### Page:

begin

La Kretz recently donated $15 million, following a $5 million donation he made in 2017, to fund the renovation of the UCLA botany building, which was renamed the La Kretz Botany Building. The renovation, which is underway and scheduled for completion in 2022, will include a refurbished entrance and lobby, upgraded laboratories for teaching and research on botany and conservation, and a state-of-the-science class laboratory. UCLA is working with the firm CO Architects on the project’s architecture and design.
Prior to the medal ceremony, UCLA held a ribbon cutting ceremony for the botany building. There, Victoria Sork, UCLA’s dean of life sciences, praised La Kretz for his profound commitment to “plants, nature and the environment,” and to reminding others of their importance. Sork also expressed her appreciation for his commitment to teaching and research.

end

### Raw records:
begin

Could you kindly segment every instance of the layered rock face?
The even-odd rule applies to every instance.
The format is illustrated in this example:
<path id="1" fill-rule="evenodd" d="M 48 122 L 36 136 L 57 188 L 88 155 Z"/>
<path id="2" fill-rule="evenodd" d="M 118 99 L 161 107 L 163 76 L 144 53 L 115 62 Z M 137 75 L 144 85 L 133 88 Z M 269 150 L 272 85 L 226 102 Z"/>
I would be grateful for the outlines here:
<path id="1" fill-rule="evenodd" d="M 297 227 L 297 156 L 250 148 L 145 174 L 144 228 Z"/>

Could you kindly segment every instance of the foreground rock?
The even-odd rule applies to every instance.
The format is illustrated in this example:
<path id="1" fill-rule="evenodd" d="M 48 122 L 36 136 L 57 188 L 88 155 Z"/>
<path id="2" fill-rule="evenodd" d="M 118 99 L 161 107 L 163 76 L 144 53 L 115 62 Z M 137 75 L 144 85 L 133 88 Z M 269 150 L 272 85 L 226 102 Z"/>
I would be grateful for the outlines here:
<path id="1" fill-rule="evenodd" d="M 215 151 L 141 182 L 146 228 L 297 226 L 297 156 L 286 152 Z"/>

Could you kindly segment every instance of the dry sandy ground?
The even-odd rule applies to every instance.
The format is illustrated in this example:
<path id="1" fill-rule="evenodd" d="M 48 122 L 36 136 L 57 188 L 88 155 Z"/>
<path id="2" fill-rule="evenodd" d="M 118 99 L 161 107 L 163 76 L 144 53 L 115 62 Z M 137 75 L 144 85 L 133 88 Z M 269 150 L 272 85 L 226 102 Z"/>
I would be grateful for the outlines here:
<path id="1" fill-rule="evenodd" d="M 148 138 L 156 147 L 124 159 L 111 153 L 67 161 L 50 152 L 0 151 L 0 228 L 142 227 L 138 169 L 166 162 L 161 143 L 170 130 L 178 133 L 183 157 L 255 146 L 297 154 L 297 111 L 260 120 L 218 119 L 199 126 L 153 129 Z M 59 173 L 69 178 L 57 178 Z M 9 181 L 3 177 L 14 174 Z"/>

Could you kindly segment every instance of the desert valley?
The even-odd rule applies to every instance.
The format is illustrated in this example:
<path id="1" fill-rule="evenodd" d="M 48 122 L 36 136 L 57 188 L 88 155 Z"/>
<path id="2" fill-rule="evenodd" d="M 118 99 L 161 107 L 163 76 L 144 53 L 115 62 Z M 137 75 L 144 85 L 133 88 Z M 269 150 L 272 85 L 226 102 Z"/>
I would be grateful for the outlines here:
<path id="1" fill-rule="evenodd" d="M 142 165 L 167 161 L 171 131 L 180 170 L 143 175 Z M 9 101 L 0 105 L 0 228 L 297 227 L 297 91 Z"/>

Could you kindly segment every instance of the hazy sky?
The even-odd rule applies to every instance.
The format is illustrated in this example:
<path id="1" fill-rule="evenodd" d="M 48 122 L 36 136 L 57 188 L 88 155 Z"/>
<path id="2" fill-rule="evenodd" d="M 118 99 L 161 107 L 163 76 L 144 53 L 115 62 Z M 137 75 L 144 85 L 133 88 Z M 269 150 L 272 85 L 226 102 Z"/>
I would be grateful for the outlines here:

end
begin

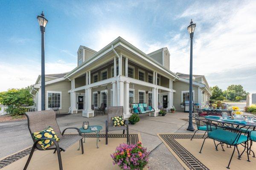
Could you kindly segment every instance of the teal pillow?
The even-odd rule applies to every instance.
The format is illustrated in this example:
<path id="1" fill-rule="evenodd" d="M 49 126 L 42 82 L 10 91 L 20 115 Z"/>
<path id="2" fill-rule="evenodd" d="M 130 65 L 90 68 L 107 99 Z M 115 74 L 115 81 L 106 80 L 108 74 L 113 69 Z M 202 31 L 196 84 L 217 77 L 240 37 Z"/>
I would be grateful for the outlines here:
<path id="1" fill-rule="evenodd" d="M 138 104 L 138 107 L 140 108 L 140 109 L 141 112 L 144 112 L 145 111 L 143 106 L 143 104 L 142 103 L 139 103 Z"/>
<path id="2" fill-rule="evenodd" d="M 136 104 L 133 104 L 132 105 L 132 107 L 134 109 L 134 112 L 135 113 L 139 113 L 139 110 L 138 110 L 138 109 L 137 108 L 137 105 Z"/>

end
begin

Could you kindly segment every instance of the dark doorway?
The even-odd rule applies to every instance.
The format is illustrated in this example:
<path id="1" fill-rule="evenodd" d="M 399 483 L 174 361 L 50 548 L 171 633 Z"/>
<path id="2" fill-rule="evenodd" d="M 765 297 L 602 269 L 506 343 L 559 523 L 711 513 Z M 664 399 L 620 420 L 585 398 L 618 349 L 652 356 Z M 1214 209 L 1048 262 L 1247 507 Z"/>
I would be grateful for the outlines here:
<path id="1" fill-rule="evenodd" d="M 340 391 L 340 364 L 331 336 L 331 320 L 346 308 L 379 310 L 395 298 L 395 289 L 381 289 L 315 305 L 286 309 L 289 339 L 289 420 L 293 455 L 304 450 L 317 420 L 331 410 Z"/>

end

### Short exercise 1:
From the passage about the UCLA botany building, write out the part that opens with the words containing "Prior to the" and closes with "teaching and research.".
### Short exercise 2:
Keep going with the passage about the UCLA botany building, writing the next part after its last sentence.
The listing has nothing to do with what comes next.

### Final answer 1:
Prior to the medal ceremony, UCLA held a ribbon cutting ceremony for the botany building. There, Victoria Sork, UCLA’s dean of life sciences, praised La Kretz for his profound commitment to “plants, nature and the environment,” and to reminding others of their importance. Sork also expressed her appreciation for his commitment to teaching and research.

### Final answer 2:
Among those attending the events were La Kretz’s daughters, Linda Duttenhaver and Margaret Blume.
La Kretz is the founder and president of Crossroads Management, a real estate development and property management company.
His other previous major gifts include lead gifts toward the construction of La Kretz Hall, which houses UCLA’s Institute of the Environment and Sustainability; the La Kretz Garden Pavilion, which opened in 2017 as the new gateway to UCLA’s Mildred E. Mathias Botanical Garden; and the La Kretz Center for California Conservation Science, which is administered through the IoES in partnership with the National Park Service.
The UCLA Medal is bestowed on those with exceptionally distinguished academic and professional achievements whose body of work or contributions to society illustrate the highest ideals of UCLA. Previous recipients have been national and international leaders in government, education, science, industry and the arts, Nobel laureates, and men and women who have advanced UCLA’s development into one of the world’s preeminent universities. Honorees include President William Jefferson Clinton, UCLA alumnus and Los Angeles Mayor Tom Bradley, basketball coach John Wooden, U.S. Supreme Court Justice Harry Blackmun, and UCLA alumna and astronaut Anna L. Fisher.